* STATED PROBLEM
Extract each line of the material that contains the string "building". Case counts.

::::::

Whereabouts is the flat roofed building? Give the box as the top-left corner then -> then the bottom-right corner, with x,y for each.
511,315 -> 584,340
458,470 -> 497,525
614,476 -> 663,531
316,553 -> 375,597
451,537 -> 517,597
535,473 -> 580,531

::::::

* IN RESPONSE
Whereabouts is the flat roofed building? Give the box as the top-left corner then -> then the bottom-right corner, with x,y for each.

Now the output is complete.